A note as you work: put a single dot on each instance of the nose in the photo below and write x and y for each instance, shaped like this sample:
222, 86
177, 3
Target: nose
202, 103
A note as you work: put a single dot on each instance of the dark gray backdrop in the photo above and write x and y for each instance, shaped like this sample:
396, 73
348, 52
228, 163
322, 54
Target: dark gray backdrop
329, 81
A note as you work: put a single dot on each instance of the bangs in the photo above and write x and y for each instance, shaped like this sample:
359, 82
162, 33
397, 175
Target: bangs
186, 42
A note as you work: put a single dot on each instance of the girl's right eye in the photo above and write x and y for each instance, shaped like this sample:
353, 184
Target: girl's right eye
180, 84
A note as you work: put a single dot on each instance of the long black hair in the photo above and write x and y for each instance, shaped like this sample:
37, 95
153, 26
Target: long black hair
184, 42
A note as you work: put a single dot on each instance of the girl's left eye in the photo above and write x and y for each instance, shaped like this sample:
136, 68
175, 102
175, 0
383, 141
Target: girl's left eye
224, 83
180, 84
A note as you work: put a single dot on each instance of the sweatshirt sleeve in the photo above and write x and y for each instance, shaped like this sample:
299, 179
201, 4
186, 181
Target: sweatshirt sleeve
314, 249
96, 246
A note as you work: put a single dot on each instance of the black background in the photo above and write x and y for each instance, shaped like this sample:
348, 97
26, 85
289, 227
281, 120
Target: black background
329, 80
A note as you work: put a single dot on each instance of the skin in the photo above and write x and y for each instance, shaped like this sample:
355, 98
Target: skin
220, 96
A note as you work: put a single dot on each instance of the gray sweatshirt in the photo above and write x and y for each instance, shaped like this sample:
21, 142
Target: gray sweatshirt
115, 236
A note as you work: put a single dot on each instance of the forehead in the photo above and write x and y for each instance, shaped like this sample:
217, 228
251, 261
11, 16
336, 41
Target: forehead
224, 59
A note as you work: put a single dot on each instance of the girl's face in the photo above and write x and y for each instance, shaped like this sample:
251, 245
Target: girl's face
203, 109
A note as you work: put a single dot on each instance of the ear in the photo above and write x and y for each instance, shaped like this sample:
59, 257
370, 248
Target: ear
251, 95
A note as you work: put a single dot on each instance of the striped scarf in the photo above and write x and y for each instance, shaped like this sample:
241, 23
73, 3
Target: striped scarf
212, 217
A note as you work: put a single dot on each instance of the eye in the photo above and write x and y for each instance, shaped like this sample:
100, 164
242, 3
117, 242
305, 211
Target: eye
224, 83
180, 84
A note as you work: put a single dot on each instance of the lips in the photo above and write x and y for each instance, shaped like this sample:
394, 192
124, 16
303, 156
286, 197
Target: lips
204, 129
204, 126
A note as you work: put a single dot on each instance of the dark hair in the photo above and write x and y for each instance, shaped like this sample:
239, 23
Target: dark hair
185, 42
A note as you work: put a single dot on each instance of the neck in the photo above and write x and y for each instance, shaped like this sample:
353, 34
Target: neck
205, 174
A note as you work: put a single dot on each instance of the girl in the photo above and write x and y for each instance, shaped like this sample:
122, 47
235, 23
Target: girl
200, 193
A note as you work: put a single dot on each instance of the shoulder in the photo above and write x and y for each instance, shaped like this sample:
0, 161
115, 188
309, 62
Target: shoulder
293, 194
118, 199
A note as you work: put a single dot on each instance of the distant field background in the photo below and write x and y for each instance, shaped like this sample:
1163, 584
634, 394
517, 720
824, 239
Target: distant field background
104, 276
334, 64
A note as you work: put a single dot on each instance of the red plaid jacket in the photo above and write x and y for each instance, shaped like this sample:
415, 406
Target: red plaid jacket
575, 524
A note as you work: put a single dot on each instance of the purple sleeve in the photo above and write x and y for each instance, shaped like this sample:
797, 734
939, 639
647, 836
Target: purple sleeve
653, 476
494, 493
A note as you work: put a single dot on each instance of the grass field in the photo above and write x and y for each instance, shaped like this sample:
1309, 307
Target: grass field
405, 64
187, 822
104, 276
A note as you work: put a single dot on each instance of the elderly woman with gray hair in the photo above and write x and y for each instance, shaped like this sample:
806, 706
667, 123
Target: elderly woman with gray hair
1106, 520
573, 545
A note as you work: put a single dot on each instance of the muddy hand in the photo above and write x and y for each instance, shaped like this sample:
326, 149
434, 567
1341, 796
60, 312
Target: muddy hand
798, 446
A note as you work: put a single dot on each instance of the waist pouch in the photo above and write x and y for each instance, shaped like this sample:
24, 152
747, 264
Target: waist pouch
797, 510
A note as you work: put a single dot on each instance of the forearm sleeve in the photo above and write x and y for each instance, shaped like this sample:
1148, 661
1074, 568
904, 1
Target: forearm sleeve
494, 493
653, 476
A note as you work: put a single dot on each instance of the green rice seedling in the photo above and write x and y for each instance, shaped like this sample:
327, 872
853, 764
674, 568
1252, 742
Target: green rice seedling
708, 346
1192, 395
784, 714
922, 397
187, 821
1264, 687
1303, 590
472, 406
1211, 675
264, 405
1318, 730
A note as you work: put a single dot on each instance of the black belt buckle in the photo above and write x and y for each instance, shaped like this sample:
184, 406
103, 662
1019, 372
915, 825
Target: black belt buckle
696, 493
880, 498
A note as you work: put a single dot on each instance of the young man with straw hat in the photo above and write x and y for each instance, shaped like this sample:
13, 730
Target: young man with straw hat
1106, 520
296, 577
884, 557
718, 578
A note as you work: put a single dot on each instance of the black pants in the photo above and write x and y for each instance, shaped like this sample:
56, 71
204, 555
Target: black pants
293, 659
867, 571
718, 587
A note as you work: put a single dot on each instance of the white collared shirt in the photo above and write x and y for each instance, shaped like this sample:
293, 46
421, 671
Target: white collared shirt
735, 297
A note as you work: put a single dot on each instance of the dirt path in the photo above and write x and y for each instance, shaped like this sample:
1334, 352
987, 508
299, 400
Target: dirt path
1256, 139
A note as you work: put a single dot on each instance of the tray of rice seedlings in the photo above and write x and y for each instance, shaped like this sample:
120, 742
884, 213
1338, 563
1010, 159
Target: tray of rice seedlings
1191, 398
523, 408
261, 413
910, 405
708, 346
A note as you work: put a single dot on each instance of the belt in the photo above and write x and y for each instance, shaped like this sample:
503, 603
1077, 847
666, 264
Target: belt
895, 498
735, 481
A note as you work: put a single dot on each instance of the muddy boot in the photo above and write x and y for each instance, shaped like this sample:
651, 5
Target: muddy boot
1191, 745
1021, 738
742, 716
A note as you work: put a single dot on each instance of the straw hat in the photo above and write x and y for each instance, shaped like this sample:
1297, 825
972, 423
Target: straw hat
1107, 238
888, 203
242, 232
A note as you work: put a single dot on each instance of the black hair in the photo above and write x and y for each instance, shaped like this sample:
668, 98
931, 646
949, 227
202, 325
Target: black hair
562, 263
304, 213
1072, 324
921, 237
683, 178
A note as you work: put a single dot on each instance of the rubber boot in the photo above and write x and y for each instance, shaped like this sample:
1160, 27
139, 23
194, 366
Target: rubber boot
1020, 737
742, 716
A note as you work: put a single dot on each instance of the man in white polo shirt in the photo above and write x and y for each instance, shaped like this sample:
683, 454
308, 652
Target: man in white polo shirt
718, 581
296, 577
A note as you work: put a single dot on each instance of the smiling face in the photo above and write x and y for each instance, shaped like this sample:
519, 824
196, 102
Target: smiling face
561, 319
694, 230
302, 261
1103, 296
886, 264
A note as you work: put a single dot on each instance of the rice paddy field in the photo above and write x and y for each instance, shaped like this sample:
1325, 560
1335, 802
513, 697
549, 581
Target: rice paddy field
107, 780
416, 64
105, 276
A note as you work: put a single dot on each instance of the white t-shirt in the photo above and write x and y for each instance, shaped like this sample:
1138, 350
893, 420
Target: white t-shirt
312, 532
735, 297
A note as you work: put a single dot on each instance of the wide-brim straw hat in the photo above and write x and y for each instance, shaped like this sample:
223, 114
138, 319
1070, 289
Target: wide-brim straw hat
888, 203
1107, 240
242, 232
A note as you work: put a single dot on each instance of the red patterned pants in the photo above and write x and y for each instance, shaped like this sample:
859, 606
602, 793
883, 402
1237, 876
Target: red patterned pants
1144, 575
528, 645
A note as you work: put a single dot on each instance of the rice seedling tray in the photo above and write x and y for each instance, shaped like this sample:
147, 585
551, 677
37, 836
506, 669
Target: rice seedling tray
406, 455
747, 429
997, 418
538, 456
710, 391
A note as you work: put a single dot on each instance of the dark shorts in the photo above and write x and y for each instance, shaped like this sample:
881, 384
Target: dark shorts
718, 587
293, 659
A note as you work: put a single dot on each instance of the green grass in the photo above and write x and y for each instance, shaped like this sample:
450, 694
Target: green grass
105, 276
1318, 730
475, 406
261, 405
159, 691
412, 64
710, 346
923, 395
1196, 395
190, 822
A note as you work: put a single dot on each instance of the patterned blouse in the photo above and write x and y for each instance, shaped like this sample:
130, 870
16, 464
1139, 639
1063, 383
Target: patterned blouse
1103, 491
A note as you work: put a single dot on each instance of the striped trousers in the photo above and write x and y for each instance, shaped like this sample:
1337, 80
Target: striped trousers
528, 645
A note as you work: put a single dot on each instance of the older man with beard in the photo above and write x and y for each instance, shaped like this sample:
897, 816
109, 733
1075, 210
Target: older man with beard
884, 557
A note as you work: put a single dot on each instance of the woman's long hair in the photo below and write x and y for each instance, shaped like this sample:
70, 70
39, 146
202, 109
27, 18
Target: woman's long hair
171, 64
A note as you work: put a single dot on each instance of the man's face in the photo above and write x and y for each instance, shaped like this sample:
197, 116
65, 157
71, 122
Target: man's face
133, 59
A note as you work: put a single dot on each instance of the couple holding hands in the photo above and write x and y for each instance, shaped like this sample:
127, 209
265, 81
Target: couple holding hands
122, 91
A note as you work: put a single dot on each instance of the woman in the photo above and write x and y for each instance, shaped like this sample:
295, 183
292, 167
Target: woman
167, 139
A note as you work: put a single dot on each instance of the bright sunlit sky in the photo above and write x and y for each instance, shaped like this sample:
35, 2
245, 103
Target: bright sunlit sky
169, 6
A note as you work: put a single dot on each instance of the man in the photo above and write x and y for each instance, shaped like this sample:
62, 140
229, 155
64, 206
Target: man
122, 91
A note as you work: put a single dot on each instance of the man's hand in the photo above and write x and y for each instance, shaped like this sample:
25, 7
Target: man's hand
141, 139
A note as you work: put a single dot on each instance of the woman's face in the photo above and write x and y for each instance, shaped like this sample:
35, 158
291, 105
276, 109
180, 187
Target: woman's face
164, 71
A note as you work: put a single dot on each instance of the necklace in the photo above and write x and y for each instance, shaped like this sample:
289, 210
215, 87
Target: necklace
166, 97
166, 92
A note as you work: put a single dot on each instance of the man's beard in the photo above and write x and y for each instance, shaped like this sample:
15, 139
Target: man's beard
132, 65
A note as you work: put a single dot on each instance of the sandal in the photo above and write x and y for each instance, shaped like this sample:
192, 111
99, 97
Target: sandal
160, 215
* * * * *
- **Given task**:
Write out exactly the lines of the entries above that run from the line containing "the man in the" through the last line, including both.

- **Response**:
A note as you work: put a single dot on each instance of the man in the photo above and write x and y for each instance, shaped like this sample:
62, 140
229, 155
64, 206
Target: man
122, 91
A note as you work: put a single dot on each instance of the man's hand in the photo above and write x and y for each instance, shaped like this sample:
25, 7
Target: man's hand
141, 139
A note as you work: put a single dot on each instance of the woman's face in the photo above and write x and y for each instance, shaped like this sample:
35, 158
291, 105
276, 109
180, 187
Target: woman's face
164, 71
A note as you work: put a single dot on each instance of the necklace in the photo above and write x and y for each instance, shaped like this sample:
289, 210
215, 87
Target: necklace
166, 97
166, 92
A note as you work: put a single dot on each instance of the man's beard in the photo above and write x and y for each instance, shaped like this sample:
15, 139
Target: man's beard
132, 65
A note as you work: put a single dot on each instance of the sandal in the photo above and write x and y for each instance, shaped like this sample:
192, 111
99, 97
Target: sandal
160, 215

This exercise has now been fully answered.